## Exercise data

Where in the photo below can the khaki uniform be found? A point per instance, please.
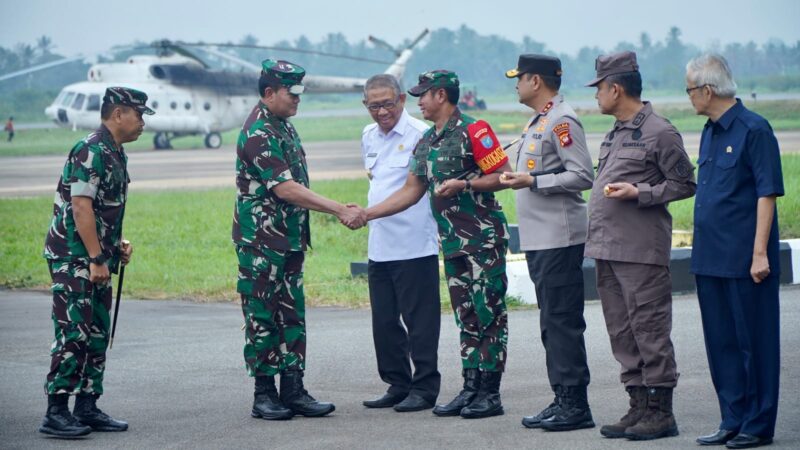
(631, 239)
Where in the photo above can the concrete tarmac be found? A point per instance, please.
(200, 169)
(176, 374)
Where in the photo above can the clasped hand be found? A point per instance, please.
(353, 216)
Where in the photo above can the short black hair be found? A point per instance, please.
(265, 82)
(630, 82)
(107, 109)
(452, 93)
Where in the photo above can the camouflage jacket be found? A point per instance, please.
(469, 221)
(268, 153)
(95, 168)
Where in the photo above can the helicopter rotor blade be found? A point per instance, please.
(39, 67)
(283, 49)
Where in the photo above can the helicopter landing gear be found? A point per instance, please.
(161, 141)
(213, 140)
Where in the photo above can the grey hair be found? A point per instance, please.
(383, 80)
(713, 70)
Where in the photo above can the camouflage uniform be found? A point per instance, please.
(96, 168)
(271, 236)
(474, 235)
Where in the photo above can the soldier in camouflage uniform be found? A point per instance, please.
(459, 161)
(83, 246)
(271, 233)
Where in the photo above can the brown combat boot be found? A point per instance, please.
(638, 406)
(658, 421)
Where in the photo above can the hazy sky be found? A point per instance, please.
(89, 26)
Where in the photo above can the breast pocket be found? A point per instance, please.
(633, 162)
(725, 169)
(400, 160)
(530, 162)
(449, 162)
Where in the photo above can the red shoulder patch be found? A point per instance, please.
(486, 149)
(562, 131)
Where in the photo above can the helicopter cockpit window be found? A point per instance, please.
(93, 104)
(78, 103)
(68, 99)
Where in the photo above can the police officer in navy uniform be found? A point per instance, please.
(735, 255)
(553, 167)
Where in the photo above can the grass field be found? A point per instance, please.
(183, 247)
(783, 115)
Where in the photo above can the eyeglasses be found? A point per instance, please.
(689, 90)
(375, 107)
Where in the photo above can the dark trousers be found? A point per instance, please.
(557, 275)
(637, 306)
(407, 289)
(741, 324)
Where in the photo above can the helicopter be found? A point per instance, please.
(190, 98)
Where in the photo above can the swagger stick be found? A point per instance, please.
(119, 297)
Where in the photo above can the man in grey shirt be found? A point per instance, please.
(553, 167)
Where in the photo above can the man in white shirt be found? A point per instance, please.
(403, 257)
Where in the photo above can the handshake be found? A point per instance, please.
(352, 216)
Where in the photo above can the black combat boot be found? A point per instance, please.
(487, 402)
(574, 412)
(296, 398)
(87, 412)
(658, 421)
(266, 404)
(472, 382)
(550, 411)
(58, 421)
(638, 406)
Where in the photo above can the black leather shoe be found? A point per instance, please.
(60, 423)
(413, 402)
(747, 441)
(386, 401)
(719, 437)
(87, 412)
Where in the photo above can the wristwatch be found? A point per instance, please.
(99, 259)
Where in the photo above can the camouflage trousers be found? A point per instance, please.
(477, 285)
(273, 303)
(81, 321)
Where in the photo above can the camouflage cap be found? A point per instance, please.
(128, 97)
(286, 73)
(605, 65)
(538, 64)
(434, 79)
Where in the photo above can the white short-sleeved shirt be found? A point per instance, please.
(409, 234)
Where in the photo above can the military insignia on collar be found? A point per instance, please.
(562, 130)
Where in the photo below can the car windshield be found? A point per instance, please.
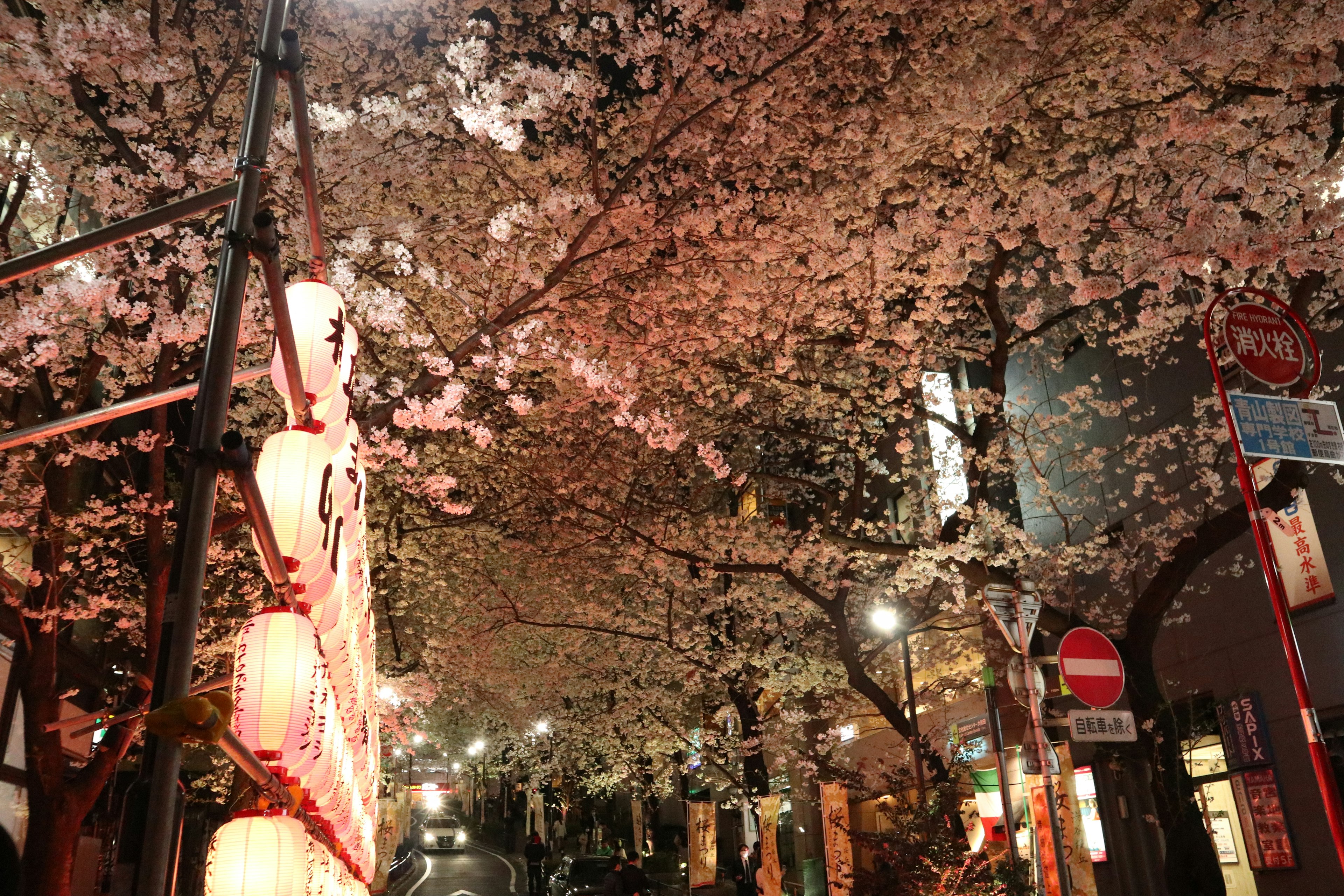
(587, 872)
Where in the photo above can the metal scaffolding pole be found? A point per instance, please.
(182, 613)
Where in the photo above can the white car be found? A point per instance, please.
(443, 833)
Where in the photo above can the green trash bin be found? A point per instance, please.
(814, 878)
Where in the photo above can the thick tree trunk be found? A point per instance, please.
(755, 770)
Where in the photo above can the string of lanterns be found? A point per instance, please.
(304, 679)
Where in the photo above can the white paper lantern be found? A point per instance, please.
(318, 316)
(279, 679)
(259, 855)
(294, 476)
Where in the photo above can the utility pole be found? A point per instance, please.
(1042, 745)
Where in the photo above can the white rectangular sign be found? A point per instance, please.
(1288, 428)
(1297, 548)
(1101, 724)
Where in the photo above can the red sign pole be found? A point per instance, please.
(1279, 598)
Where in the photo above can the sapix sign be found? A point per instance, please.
(1245, 733)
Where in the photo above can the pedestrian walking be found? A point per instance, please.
(744, 874)
(634, 880)
(536, 856)
(612, 883)
(558, 835)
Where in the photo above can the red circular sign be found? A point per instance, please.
(1264, 344)
(1091, 667)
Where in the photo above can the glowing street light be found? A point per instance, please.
(885, 620)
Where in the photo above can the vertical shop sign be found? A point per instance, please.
(1045, 843)
(1264, 822)
(835, 828)
(771, 846)
(1297, 548)
(638, 824)
(1245, 731)
(705, 854)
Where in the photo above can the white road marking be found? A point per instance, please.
(429, 867)
(512, 872)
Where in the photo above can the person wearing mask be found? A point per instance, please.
(634, 883)
(536, 855)
(558, 835)
(613, 883)
(744, 872)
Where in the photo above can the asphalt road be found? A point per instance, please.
(475, 872)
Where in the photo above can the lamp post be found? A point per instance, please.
(886, 621)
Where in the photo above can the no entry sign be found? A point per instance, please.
(1091, 667)
(1264, 344)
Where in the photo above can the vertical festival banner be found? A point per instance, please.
(1297, 547)
(638, 825)
(835, 830)
(705, 858)
(771, 846)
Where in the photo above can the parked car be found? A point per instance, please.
(580, 875)
(444, 832)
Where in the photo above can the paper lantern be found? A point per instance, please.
(259, 855)
(294, 476)
(279, 679)
(318, 316)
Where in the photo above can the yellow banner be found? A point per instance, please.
(835, 830)
(705, 855)
(771, 846)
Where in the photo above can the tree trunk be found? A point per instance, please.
(755, 770)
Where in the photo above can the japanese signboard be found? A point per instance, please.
(835, 835)
(1297, 548)
(771, 846)
(1264, 822)
(969, 738)
(1101, 724)
(705, 852)
(1264, 344)
(1245, 733)
(1288, 428)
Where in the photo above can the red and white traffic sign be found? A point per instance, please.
(1091, 667)
(1264, 344)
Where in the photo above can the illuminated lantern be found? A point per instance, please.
(335, 409)
(295, 479)
(318, 316)
(257, 855)
(279, 679)
(324, 573)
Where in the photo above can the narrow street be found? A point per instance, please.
(476, 872)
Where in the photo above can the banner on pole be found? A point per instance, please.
(835, 830)
(705, 855)
(1297, 547)
(771, 846)
(638, 824)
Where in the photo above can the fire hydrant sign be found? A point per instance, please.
(1297, 548)
(1264, 344)
(1288, 428)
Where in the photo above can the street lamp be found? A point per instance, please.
(885, 620)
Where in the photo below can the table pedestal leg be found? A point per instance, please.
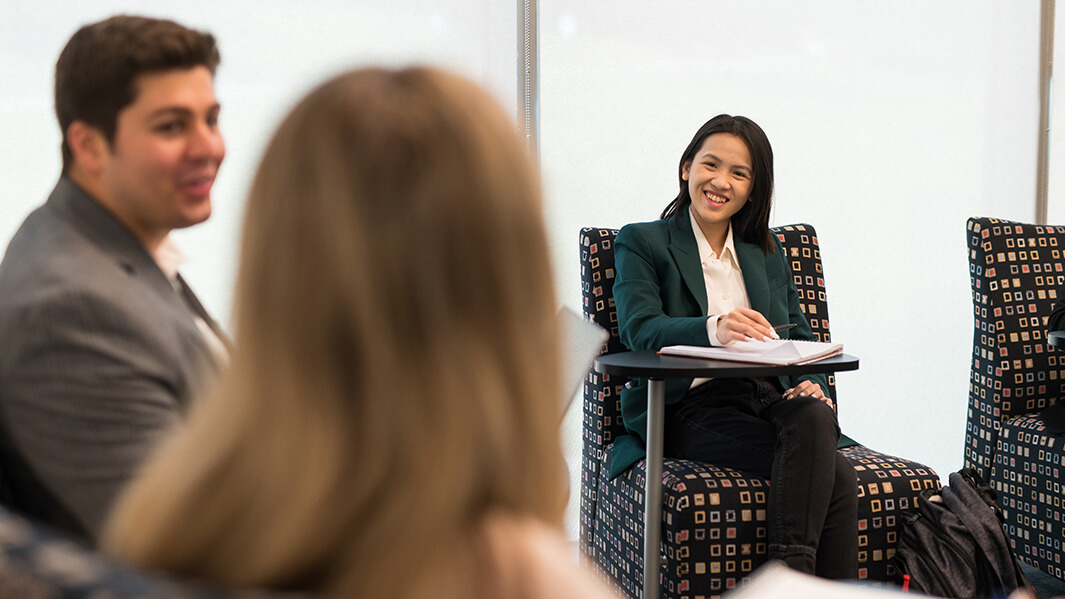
(653, 488)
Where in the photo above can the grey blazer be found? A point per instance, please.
(99, 356)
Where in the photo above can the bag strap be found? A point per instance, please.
(963, 499)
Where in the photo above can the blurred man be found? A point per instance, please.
(103, 343)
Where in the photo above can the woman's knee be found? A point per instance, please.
(809, 415)
(847, 479)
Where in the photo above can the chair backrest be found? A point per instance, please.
(1015, 272)
(39, 563)
(602, 394)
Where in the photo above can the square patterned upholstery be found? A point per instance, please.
(1016, 271)
(714, 519)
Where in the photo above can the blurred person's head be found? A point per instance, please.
(395, 381)
(134, 98)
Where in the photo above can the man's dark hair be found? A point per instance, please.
(97, 70)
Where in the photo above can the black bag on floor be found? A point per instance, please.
(954, 544)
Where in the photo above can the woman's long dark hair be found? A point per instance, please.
(752, 221)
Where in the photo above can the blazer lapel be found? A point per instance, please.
(752, 261)
(685, 252)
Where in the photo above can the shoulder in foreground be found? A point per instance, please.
(538, 562)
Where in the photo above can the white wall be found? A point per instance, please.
(273, 51)
(890, 124)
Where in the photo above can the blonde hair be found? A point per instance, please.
(395, 381)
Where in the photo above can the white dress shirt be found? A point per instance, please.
(723, 279)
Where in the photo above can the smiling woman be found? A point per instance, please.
(709, 273)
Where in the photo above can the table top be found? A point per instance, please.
(1057, 338)
(649, 363)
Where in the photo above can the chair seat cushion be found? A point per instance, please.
(714, 521)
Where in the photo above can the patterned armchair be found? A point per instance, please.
(1016, 271)
(37, 563)
(714, 519)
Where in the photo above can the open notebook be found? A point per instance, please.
(582, 342)
(781, 352)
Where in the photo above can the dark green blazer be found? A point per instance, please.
(661, 301)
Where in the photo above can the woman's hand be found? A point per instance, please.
(807, 388)
(742, 324)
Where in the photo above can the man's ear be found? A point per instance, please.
(88, 146)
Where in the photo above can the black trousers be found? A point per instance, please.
(746, 424)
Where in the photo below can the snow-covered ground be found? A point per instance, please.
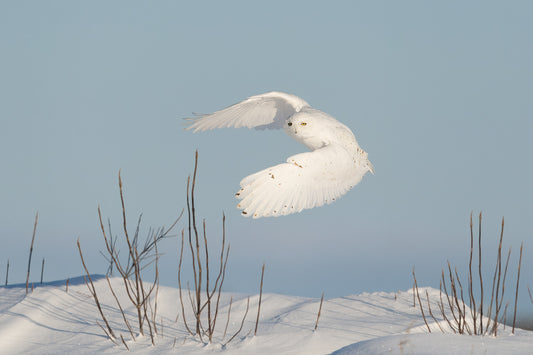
(51, 320)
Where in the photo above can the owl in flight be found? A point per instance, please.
(334, 165)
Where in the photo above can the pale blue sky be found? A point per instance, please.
(439, 94)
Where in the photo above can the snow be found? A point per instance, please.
(51, 320)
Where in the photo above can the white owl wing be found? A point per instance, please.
(305, 181)
(269, 110)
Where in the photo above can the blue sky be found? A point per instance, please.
(439, 94)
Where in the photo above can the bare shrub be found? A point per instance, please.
(142, 295)
(453, 307)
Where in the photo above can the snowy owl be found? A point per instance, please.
(335, 164)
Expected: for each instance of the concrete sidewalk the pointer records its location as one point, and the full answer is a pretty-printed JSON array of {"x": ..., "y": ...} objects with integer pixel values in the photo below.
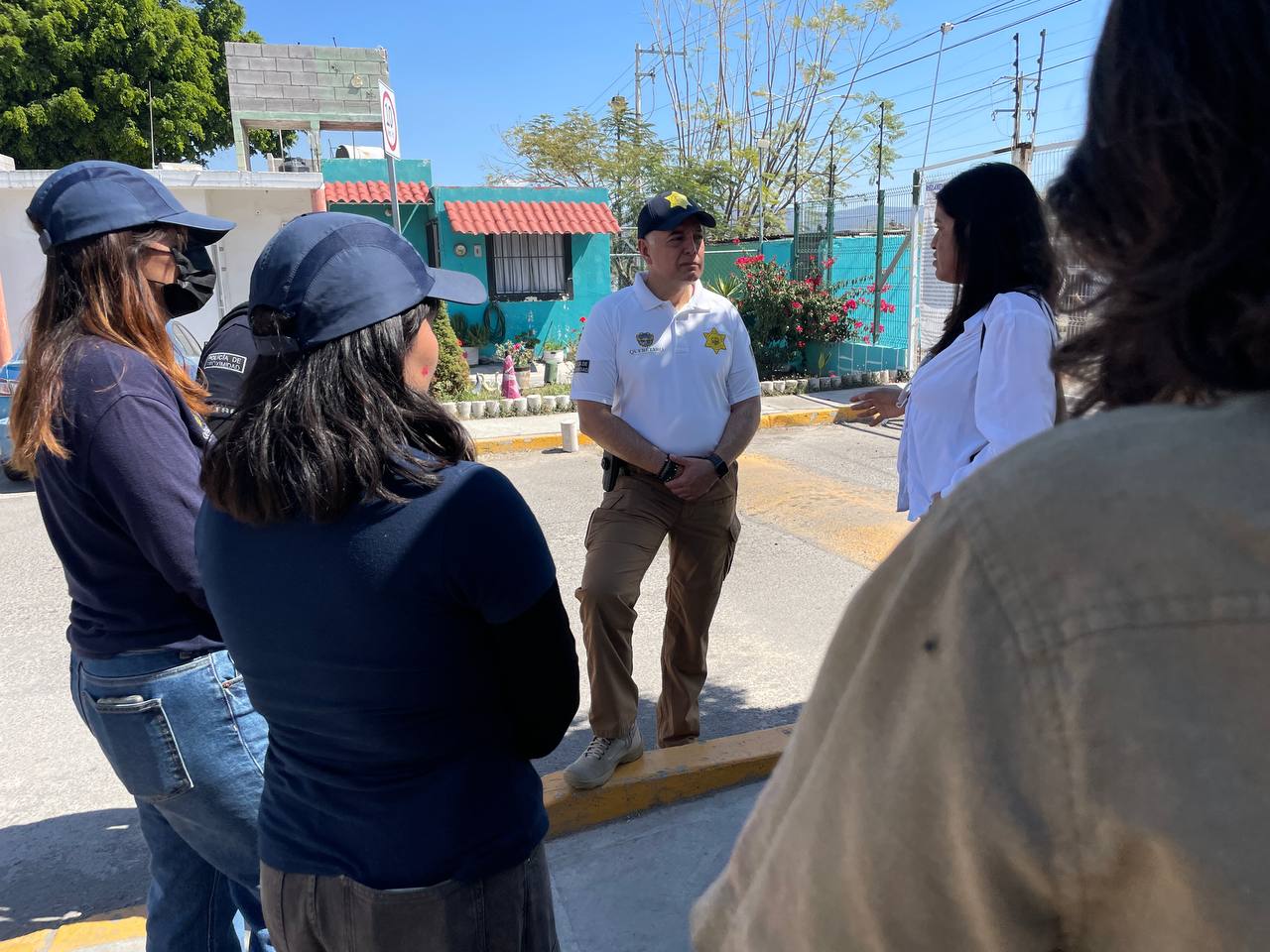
[
  {"x": 543, "y": 431},
  {"x": 626, "y": 887}
]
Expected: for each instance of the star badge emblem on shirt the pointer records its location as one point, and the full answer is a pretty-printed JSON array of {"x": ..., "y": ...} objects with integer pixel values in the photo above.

## Exercise details
Return the lines exactly, from the one containing "Where in the photo above can the snowy" through the last line above, including both ends and excluding every picture.

## Reply to the task
Where in the photo above can the snowy owl be found? A point per instance, please.
(335, 164)
Expected: for each instance of the concrete sidewalk the pointer records its location as one point, and the full answer is a pretty-printed JSON array of {"x": ..., "y": ...} objects with integer pixel values in the photo below.
[
  {"x": 543, "y": 431},
  {"x": 626, "y": 887}
]
Expected: for each instance of the star badge emblem on shirt the pointer records its location as one point, and the full answer is a pretty-printed JSON array of {"x": ..., "y": ...} objects with integer pixel values in the photo above.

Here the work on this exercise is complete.